--- Begin ---

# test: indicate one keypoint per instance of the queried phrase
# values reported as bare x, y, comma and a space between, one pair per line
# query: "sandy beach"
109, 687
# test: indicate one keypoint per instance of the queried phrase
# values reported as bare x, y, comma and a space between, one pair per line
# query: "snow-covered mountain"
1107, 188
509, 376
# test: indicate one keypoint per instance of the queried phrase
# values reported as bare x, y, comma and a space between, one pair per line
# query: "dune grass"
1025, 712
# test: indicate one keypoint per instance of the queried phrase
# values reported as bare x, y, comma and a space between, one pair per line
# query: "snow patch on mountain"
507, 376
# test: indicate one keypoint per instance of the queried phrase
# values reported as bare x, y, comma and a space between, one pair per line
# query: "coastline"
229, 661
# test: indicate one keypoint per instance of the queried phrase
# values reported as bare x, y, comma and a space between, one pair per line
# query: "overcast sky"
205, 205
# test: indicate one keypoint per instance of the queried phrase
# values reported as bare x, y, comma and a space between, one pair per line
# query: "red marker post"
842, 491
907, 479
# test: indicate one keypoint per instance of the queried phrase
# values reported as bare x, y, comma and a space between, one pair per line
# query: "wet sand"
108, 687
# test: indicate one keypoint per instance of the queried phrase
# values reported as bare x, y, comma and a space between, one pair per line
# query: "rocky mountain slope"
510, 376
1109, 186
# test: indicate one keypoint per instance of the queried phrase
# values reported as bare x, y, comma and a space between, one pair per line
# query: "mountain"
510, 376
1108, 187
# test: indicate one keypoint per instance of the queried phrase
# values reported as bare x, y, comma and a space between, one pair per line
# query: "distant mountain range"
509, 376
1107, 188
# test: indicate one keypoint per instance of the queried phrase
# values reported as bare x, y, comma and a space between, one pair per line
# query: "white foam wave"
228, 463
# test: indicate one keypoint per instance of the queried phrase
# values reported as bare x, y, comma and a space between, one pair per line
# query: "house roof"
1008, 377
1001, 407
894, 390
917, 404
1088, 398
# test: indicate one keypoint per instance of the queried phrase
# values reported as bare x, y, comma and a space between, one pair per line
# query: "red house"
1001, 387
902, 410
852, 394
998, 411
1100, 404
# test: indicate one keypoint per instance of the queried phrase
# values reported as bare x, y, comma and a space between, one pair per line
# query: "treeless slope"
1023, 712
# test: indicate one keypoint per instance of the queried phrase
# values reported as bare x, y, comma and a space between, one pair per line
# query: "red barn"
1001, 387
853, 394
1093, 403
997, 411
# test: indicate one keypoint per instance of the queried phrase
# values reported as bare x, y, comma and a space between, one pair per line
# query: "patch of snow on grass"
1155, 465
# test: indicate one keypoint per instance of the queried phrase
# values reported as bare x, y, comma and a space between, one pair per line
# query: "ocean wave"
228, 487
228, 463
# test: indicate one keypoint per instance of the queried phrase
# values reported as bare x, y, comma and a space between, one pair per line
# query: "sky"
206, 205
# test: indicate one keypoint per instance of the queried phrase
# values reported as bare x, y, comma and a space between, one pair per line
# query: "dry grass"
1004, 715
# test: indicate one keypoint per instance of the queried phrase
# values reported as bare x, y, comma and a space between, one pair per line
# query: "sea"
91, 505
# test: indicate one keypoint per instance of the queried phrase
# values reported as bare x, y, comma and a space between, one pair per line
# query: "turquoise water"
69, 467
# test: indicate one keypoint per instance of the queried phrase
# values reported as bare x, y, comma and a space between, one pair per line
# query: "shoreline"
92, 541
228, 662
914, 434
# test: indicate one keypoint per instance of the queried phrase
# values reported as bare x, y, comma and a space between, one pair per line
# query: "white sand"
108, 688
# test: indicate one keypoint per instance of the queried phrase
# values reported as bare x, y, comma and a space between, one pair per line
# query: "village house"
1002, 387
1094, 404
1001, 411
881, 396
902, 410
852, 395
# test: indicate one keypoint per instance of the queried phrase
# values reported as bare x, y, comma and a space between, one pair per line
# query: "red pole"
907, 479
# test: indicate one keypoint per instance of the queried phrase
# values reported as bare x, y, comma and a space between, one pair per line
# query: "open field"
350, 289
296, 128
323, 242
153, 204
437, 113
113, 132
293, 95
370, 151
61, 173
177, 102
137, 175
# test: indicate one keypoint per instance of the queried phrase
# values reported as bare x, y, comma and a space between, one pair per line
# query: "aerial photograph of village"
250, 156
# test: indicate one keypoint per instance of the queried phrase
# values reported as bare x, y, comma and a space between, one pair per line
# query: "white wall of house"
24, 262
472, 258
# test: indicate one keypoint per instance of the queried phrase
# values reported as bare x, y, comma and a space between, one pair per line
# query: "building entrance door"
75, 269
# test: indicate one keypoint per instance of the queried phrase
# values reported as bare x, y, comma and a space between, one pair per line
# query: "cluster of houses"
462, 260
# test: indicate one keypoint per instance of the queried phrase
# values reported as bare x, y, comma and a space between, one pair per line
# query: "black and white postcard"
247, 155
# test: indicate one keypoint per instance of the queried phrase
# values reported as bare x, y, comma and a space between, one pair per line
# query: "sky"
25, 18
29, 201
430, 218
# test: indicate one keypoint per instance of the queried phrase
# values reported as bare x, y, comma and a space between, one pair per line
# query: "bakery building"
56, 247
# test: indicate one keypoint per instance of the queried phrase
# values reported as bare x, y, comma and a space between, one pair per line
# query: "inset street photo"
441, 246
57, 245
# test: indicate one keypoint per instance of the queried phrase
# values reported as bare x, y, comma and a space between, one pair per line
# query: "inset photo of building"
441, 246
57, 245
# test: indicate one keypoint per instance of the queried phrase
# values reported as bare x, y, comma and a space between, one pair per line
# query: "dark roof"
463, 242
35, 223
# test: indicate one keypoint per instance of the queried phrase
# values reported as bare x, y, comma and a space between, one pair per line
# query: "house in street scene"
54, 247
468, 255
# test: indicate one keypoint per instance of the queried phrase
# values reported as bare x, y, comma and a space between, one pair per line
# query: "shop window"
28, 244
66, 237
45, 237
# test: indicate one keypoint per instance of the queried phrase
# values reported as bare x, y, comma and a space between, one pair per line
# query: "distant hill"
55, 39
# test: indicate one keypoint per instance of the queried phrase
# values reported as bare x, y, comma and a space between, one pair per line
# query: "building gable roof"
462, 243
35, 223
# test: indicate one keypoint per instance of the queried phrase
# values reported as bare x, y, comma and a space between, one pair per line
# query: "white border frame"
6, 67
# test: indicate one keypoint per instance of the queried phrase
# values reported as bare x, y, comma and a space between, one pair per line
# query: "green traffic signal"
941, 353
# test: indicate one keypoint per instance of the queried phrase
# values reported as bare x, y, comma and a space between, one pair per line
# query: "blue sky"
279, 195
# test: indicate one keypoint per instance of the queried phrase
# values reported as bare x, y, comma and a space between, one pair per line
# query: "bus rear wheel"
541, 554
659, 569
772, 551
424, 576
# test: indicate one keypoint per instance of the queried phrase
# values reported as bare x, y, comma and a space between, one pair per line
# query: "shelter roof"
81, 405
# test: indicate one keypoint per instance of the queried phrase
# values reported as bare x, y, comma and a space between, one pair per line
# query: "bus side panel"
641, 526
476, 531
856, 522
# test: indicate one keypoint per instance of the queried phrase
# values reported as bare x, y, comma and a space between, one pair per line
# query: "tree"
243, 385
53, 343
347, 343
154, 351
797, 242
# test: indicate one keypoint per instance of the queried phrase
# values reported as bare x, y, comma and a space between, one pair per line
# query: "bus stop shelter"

--- End ---

Exactly reproduce every record.

# test: indicate one keypoint per instance of the queried phrase
# values reported as bare x, y, comma and a space between, one pair per line
# query: "sandy beach"
109, 687
# test: indicate one keypoint per instance of the queried phrase
# values reported as bare x, y, comma and a space between, one pair per line
# query: "snow-covered mountain"
1107, 188
509, 376
# test: indicate one keypoint per instance of the queried phrase
# values reported as bare x, y, comma and a space between, one pair per line
# query: "dune grass"
1025, 712
# test: indicate one keypoint per instance of the queried phrase
# values reported as bare x, y, comma and a space between, one pair per line
# query: "snow patch on mountain"
507, 376
# test: indicate one keypoint per instance of the queried phrase
# values reported as bare x, y, comma and a space between, one pair per line
# query: "coastline"
229, 661
# test: indicate one keypoint per instance of the queried phrase
# values reported as bare x, y, comma and a space between, one pair per line
# query: "overcast sky"
205, 205
# test: indicate one keypoint per instance of the queried phrase
# values reported as bare x, y, comma and a space between, one pair per line
# query: "red marker post"
842, 491
907, 479
# test: indicate one keypoint per instance of the queried phrase
# values reported as bare x, y, comma and a space between, one pair per line
# query: "wet sand"
108, 687
# test: indicate one keypoint per instance of the queried phrase
# values reported as bare x, y, comma and a space between, one pair per line
# query: "rocky mountain slope"
510, 376
1109, 186
# test: indicate one keypoint per instance of the queried phrase
# values reported as bare x, y, comma and a space between, one pair per line
# query: "mountain"
510, 376
1108, 187
# test: indicate one keypoint per instance of the queried phrase
# values reported as bare x, y, comma and a space between, one pair per line
# query: "distant mountain range"
509, 376
1107, 188
# test: indicate one keypoint per instance of the queried phrase
# values reported as bare x, y, comma and a space between, one pair per line
# query: "white foam wave"
228, 463
# test: indicate one keypoint per instance of the queried phrase
# values reported as bare x, y, comma and a space between, one pair per line
# query: "house roof"
1008, 377
1001, 407
894, 390
917, 404
1088, 398
# test: indicate one keypoint per instance of the queried phrase
# values reported as bare x, y, comma and a space between, one pair per line
# query: "red house"
1001, 387
902, 410
852, 394
998, 411
1100, 404
# test: indicate one keypoint per instance of the queried phrase
# values reported as bare x, y, comma and a space between, one pair per line
# query: "treeless slope"
1023, 712
# test: indicate one keypoint per instance of the queried phrase
# values reported as bare x, y, comma and a space between, one pair per line
# query: "red barn"
1001, 387
853, 394
1093, 403
997, 411
# test: indicate one keypoint per instance of the queried phrase
# values reported as bare x, y, comma and a space between, one pair per line
# query: "patch of snow on grass"
1155, 465
# test: indicate one keypoint per instance of the queried phrase
# values reported as bare x, y, comma and a space between, one pair per line
# query: "ocean wave"
228, 487
228, 463
# test: indicate one keypoint per instance of the queried phrase
# values reported as bare x, y, comma and a space between, one pair per line
# query: "sky"
206, 205
# test: indicate one keypoint per instance of the queried phrase
# values reported as bare x, y, comma and a space between, one pair per line
# query: "dry grass"
1004, 715
# test: indicate one keypoint per instance of the queried phrase
# values reported as bare x, y, comma and a space between, one pair per line
# query: "sea"
91, 505
# test: indicate one keypoint per instance of the queried phrase
# values reported as bare x, y, comma and a space between, one pair per line
# query: "turquoise water"
69, 467
# test: indicate one keypoint per instance of the queried phrase
# values reported as bare x, y, comma and a space between, one pair per line
# query: "shoreline"
92, 541
228, 662
914, 434
# test: indicate one keypoint per instance of the queried phrase
# values reported as bare x, y, comma and a space between, one pair per line
# query: "white sand"
108, 688
# test: indicate one keypoint per instance of the queried phrase
# values reported as bare x, y, comma and a space between, one pair per line
# query: "village house"
1002, 387
1094, 404
1001, 411
881, 396
902, 410
852, 395
# test: indicate one keypoint per instance of the queried phrase
# values reported as bare x, y, comma and a space between, one pair per line
# query: "red pole"
907, 479
# test: indicate one keypoint per instance of the queried phrase
# values reported as bare x, y, comma and a space between, one pair per line
# query: "open field"
350, 289
296, 128
323, 242
153, 204
437, 113
113, 132
293, 95
370, 151
61, 173
177, 102
137, 175
# test: indicate one keypoint per instance of the queried phrase
# values reported as bare x, y, comma and a space between, one pair per line
# query: "aerial photograph of village"
250, 156
# test: indicate one keypoint per instance of the queried phrase
# values reported as bare x, y, comma and a space between, one pair per line
# query: "white wall of house"
24, 262
472, 258
# test: indicate one keypoint per instance of the queried phrase
# values reported as bare x, y, comma and a space between, one pair per line
# query: "building entrance door"
75, 269
# test: indicate one keypoint per instance of the queried phrase
# values reported as bare x, y, comma and a space between, one pair per line
# query: "cluster of houses"
462, 260
# test: indicate one keypoint per instance of the queried phrase
# values reported as bare x, y, comma and a space between, one pair per line
# query: "black and white postcard"
247, 155
# test: indicate one keypoint per instance of the queried phrase
# values reported as bare x, y, comma and a space between, one pair per line
# query: "sky"
25, 18
29, 201
430, 218
# test: indicate one keypoint per instance of the queried phrase
# values reported as bare x, y, comma and a space between, one pair per line
# query: "bakery building"
56, 247
# test: indicate one keypoint per instance of the queried phrase
# values reported as bare x, y, comma and a space between, one pair per line
# query: "inset street photo"
441, 246
57, 245
# test: indicate one keypoint per instance of the queried phrase
# values reported as bare x, y, comma and a space between, one pair per line
# query: "inset photo of building"
441, 246
57, 245
# test: indicate one keypoint per instance of the queried phrase
# values reported as bare x, y, comma and a space between, one pair per line
# query: "dark roof"
463, 242
35, 223
# test: indicate one keypoint per instance of the queried phrase
# values reported as bare x, y, comma and a space between, one pair per line
# query: "house in street scene"
54, 247
468, 255
# test: indicate one keypoint per instance of the queried phrase
# values reported as bare x, y, comma and a space between, one pair per line
# query: "shop window"
28, 244
66, 237
45, 237
# test: indicate one keypoint per instance of the queried phrase
# values reported as bare x, y, comma and a space between, one pair per line
# query: "distant hill"
55, 39
# test: indicate one keypoint per instance of the queried phrase
# values reported as bare x, y, comma and a space between, one pair per line
# query: "building gable roof"
462, 243
35, 223
# test: indicate one keypoint per instance of the queried phrase
# values reported as bare x, y, comma and a space between, one pair per line
# query: "white border frame"
6, 67
# test: indicate one keypoint per instance of the queried phrase
# values reported as bare x, y, comma and a space between, one pair per line
# query: "green traffic signal"
941, 353
# test: indicate one keypoint per instance of the queried phrase
# values reported as bare x, y, comma and a space between, one pair per line
# query: "blue sky"
279, 195
# test: indicate one keypoint per instance of the queried phrase
# values reported as bare x, y, comma and a space between, one pair per line
# query: "bus rear wheel"
541, 554
659, 569
772, 551
424, 576
# test: indicate one keypoint per instance of the queried phrase
# values reported as bare x, y, comma and a space between, one pair per line
# query: "shelter roof"
81, 405
# test: indicate one keypoint per instance of the queried phrase
# values reported as bare x, y, comma and a space between, one pair per line
# query: "bus side panel"
641, 526
476, 531
856, 522
# test: indicate one keypoint per instance of the queried phrase
# values reported as bare x, y, comma and a space between, one pair per line
# query: "tree"
243, 385
53, 343
347, 343
154, 351
797, 242
# test: indicate one keypoint per instance of the queried phrase
# values reported as bare x, y, comma and a space between, one pair per line
# query: "bus stop shelter"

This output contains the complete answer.